◆ TO DO: Return the records exactly as they are.

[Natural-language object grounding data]
◆ ◆ ◆ ◆ ◆ ◆ ◆
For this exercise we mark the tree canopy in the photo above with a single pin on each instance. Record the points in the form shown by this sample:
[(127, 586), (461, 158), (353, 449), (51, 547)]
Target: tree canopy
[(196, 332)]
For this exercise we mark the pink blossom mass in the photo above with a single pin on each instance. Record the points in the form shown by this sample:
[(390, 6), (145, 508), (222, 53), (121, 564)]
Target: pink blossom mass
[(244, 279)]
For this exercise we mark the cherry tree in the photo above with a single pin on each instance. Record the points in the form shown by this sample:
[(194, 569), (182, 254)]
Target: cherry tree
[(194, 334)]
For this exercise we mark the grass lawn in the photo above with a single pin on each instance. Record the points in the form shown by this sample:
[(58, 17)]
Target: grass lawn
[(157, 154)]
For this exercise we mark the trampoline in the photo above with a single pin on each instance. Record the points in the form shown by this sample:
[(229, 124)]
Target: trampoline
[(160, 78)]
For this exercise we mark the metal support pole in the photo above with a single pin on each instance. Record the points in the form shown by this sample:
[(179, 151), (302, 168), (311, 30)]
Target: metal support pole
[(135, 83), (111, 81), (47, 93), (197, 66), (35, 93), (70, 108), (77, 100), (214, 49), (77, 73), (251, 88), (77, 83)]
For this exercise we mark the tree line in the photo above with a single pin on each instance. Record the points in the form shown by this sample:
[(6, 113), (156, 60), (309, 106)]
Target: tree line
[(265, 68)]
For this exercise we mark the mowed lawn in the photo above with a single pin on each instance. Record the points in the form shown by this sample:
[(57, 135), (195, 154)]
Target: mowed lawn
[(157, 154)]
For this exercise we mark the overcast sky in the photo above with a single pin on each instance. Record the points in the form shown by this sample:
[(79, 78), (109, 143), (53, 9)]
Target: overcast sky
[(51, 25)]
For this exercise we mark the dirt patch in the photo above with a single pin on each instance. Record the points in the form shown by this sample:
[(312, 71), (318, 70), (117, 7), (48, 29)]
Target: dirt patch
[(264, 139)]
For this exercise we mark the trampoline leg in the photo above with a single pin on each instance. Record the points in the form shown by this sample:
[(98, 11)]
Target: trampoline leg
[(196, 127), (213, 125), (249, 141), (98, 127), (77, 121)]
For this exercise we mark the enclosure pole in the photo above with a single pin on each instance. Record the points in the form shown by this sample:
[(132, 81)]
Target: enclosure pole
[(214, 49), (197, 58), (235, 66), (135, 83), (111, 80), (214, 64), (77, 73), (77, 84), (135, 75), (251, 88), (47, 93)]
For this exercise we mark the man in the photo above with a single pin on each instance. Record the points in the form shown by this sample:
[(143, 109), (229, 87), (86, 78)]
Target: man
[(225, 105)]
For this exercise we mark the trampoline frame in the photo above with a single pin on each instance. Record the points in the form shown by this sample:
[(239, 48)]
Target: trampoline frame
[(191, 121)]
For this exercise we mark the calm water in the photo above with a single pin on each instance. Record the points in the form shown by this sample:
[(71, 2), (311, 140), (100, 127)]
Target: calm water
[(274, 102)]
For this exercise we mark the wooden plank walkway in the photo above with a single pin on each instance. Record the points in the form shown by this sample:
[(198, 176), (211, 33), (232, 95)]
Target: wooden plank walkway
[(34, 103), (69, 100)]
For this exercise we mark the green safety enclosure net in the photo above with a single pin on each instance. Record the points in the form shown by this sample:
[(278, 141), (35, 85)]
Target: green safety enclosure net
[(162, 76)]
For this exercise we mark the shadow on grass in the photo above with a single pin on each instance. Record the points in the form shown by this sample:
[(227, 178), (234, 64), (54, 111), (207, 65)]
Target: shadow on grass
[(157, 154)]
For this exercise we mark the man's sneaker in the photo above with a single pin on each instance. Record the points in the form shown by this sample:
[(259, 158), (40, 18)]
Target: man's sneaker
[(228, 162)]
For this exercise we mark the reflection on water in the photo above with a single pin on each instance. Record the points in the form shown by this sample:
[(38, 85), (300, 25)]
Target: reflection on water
◆ ◆ ◆ ◆ ◆ ◆ ◆
◆ TASK OUTPUT:
For this exercise we mark the tree canopy in the photo above with a single pin on each instance. Record the points in the form shown by this sample:
[(127, 586), (461, 158), (353, 449), (51, 547)]
Target: tree canopy
[(196, 332)]
For this exercise we mark the pink blossom mass in the photo above with a single pin on each instance. Record the points in the form shown by this sample:
[(390, 6), (145, 508), (222, 53), (121, 564)]
Target: pink blossom mass
[(244, 279)]
For this exercise we mark the cherry tree in the photo above with a single pin on each instance. Record the points in the form shown by this sample:
[(194, 569), (182, 254)]
Target: cherry tree
[(194, 334)]
For this exercise we mark the grass lawn in the photo above with a single pin on each instance. Record the points in the form shown by this sample:
[(58, 17)]
Target: grass lawn
[(157, 154)]
For this exercise we mark the trampoline in the photo above with a single pin on each instance. Record the points in the form shown by this sample:
[(229, 124)]
Target: trampoline
[(160, 78)]
For this exercise we mark the metal support pole in the photo above with a single pin on each instance. Record the points in the form shown by this sample:
[(179, 151), (302, 168), (311, 30)]
Target: metal support pole
[(135, 83), (111, 81), (47, 93), (197, 66), (35, 93), (70, 108), (77, 100), (214, 49), (77, 73), (251, 88), (77, 83)]
For this exercise we mark the tree line in the photo above with a single pin on each instance. Record the points in the form shown by this sample:
[(6, 113), (156, 60), (309, 106)]
Target: tree line
[(265, 68)]
For this exercise we mark the mowed lawn in the photo above with a single pin on each instance. Record the points in the form shown by this sample:
[(57, 135), (195, 154)]
Target: mowed lawn
[(157, 154)]
For this exercise we mark the overcast sky in the photo above with a single pin on each instance. Record the points in the form shown by this sample:
[(79, 78), (109, 143), (53, 9)]
Target: overcast sky
[(51, 25)]
For this exercise we mark the dirt patch in the photo above with a single pin on each instance. Record the points in the form shown by this sample:
[(312, 71), (318, 70), (117, 7), (48, 29)]
Target: dirt patch
[(264, 139)]
For this exercise we mark the trampoline leg in the photo above with a single pin on each instance. Record the points in the form shown by this sample:
[(98, 11)]
Target: trampoline leg
[(196, 127), (213, 125), (249, 141), (98, 127), (77, 121)]
For this exercise we mark the enclosure pole in the photo above with a single pin on each instance. Record the points in the form shown by this sample:
[(132, 81)]
Target: enclosure pole
[(214, 49), (197, 58), (235, 66), (135, 83), (111, 80), (214, 64), (77, 73), (77, 84), (135, 75), (251, 88), (47, 93)]
For this exercise we mark the man in the photo above with a single pin on each instance. Record the points in the form shown by this sample:
[(143, 109), (229, 87), (86, 78)]
Target: man
[(225, 105)]
For this exercise we mark the trampoline frame in the photo above with a single pin on each instance. Record the points in the form shown by this sample:
[(239, 48)]
Target: trampoline frame
[(191, 121)]
For this exercise we mark the calm water in the photo above with a single pin on each instance. Record the points in the form shown by this sample:
[(71, 2), (311, 140), (100, 127)]
Target: calm water
[(274, 102)]
For this exercise we mark the wooden plank walkway in the photo above with a single pin on each instance. Record the points in the form shown by this sample:
[(198, 176), (211, 33), (232, 95)]
Target: wooden plank walkway
[(34, 103), (69, 100)]
For this exercise we mark the green safety enclosure net in the photo above with a single pin on each instance. Record the points in the form shown by this sample:
[(278, 141), (35, 85)]
Target: green safety enclosure net
[(162, 76)]
For this exercise we mark the shadow on grass in the photo above with a single pin on each instance. Record the points in the form shown by this sample:
[(227, 178), (234, 64), (54, 111), (207, 65)]
Target: shadow on grass
[(157, 154)]
For this exercise we mark the man's sneaker in the photo above with a single pin on each instance. Record the points in the form shown by this sample:
[(259, 158), (40, 18)]
Target: man's sneaker
[(228, 162)]
For this exercise we mark the reflection on water in the photo above with a single pin on each instance. Record the points in the form shown by this sample:
[(38, 85), (300, 25)]
Target: reflection on water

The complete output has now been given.